# Stated exercise
Please copy everything in the material from the line containing "Each instance of the stucco" down to the end, renaming "sample" to "template" and leaving all else unchanged.

# Data to use
<<<<

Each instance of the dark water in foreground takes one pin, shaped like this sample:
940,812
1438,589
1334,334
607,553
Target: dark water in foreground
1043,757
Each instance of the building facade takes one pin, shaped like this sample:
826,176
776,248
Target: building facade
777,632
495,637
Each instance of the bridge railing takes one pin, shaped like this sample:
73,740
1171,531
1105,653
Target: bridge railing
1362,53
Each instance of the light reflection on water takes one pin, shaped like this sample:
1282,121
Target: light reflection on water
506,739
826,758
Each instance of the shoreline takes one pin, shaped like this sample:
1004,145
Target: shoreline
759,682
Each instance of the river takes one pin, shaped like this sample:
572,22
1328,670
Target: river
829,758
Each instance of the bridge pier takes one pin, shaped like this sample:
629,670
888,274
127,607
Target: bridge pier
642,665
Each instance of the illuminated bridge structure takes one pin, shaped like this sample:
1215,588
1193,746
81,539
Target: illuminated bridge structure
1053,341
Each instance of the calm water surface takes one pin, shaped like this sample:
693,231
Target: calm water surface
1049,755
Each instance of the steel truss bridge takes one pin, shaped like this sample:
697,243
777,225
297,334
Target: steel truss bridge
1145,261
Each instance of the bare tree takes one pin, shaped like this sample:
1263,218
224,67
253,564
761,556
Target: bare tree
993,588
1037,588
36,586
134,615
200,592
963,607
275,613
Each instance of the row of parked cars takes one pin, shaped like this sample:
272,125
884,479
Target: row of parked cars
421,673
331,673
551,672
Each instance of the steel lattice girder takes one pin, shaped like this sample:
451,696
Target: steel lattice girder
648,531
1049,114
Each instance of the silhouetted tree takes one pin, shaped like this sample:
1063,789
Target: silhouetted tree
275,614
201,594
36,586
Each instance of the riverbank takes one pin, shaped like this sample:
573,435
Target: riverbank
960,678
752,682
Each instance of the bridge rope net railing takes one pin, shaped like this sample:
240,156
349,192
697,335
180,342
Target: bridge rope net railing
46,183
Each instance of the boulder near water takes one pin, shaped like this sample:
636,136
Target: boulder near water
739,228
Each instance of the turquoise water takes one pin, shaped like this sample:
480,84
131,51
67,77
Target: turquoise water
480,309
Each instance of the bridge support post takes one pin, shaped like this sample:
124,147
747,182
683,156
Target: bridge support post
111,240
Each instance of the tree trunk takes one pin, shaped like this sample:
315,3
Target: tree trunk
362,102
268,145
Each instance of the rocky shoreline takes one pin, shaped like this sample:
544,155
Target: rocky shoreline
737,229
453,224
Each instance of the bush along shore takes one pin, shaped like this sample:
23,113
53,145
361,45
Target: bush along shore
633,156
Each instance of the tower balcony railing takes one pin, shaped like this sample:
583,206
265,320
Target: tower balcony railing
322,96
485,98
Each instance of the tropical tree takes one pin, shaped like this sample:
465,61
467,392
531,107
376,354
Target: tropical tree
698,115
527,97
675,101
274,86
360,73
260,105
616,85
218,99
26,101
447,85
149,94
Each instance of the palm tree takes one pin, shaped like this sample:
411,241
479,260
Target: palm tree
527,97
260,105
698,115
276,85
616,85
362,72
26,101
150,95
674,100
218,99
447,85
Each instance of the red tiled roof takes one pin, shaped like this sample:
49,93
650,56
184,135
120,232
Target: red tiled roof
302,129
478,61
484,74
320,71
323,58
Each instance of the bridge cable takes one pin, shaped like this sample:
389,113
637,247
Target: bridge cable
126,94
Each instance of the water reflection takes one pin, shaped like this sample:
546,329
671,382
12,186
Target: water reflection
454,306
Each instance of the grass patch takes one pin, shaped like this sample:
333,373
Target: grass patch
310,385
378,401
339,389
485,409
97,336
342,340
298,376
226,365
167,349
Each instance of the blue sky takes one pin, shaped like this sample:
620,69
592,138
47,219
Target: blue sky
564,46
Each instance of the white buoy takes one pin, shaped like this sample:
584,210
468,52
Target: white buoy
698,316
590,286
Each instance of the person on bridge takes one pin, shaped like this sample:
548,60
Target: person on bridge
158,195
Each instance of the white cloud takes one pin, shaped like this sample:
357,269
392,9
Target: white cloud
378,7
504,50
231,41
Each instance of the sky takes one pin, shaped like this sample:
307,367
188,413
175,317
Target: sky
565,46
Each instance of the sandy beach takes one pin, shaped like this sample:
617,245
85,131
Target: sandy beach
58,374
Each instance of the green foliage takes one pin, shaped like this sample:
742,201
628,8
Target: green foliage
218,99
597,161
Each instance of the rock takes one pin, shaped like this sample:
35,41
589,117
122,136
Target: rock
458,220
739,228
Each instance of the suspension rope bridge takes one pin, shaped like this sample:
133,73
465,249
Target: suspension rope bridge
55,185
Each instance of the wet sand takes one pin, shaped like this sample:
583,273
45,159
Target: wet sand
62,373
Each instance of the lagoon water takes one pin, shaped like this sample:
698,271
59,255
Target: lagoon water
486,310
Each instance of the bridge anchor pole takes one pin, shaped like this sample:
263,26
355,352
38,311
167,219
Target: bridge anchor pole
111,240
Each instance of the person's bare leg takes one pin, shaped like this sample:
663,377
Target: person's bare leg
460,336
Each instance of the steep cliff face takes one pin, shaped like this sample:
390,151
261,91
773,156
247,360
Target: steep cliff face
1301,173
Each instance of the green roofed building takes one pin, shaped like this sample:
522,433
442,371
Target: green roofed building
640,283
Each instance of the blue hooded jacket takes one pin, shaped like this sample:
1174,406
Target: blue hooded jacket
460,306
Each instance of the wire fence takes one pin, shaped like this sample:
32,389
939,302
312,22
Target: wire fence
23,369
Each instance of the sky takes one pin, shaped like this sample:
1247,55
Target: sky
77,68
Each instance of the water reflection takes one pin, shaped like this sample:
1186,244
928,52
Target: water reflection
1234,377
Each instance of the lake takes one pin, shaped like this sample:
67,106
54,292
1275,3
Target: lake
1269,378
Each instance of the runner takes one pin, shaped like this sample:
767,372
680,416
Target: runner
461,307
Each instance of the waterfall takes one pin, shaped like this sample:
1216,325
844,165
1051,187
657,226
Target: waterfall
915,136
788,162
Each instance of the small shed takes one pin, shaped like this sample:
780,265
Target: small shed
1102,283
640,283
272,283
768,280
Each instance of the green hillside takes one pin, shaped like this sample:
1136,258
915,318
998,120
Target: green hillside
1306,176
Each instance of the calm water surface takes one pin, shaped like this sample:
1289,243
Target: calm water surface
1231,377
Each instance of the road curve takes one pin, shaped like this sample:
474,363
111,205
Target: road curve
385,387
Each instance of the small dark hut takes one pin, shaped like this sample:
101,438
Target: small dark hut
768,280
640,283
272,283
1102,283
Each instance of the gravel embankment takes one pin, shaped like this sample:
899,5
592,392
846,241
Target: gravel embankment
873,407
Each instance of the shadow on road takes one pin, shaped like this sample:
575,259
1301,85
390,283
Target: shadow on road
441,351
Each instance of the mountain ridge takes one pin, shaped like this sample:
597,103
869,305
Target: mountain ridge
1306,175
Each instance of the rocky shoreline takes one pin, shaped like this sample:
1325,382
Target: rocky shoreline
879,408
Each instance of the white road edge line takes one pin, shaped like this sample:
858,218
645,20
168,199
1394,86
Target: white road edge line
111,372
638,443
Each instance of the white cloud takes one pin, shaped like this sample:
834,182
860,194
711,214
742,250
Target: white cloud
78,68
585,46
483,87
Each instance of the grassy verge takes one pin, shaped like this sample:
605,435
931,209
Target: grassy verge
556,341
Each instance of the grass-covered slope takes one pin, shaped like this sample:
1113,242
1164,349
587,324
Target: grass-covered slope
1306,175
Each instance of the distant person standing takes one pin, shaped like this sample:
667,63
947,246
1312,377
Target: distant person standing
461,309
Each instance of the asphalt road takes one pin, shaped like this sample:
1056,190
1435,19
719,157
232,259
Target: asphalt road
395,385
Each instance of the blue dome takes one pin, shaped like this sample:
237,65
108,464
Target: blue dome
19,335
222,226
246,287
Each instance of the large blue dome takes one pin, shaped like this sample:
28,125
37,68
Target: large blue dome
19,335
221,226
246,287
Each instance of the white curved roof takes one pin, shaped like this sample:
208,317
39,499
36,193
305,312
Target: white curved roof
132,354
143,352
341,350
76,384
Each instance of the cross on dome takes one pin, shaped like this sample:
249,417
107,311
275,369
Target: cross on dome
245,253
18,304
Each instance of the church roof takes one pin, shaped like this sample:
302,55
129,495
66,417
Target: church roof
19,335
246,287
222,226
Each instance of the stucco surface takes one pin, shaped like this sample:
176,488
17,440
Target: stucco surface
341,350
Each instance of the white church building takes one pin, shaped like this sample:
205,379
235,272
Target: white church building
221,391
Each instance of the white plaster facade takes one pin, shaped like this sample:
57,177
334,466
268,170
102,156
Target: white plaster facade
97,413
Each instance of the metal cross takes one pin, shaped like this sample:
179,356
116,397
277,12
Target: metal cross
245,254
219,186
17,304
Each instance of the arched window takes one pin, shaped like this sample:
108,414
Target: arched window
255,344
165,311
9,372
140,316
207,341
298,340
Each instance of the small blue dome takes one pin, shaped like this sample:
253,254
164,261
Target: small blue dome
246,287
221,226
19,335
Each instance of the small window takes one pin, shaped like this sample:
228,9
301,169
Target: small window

>>>>

# Problem solution
Each instance of the stucco surface takes one pin, shaped like this template:
176,488
17,440
Target: stucco surface
341,350
Each instance of the white church building takes one pin, shaped like this template:
205,379
235,272
Target: white church building
221,391
Each instance of the white plaster facade takes one pin, shaped like this template:
57,177
334,466
268,170
102,156
Target: white plaster facade
97,413
Each instance of the metal cross takes one pin, shaped like this template:
179,356
116,397
277,12
Target: metal cross
245,254
219,186
17,304
Each instance of the arched window takes one pin, shaped like this template:
108,414
Target: arched window
255,344
165,311
9,372
140,316
207,341
298,340
Each instance of the small blue dome takes one pin, shaped like this template:
253,254
164,261
Target: small blue dome
246,287
221,226
19,335
Each instance of the small window takes one pin, shaped like this template:
228,9
301,169
Target: small window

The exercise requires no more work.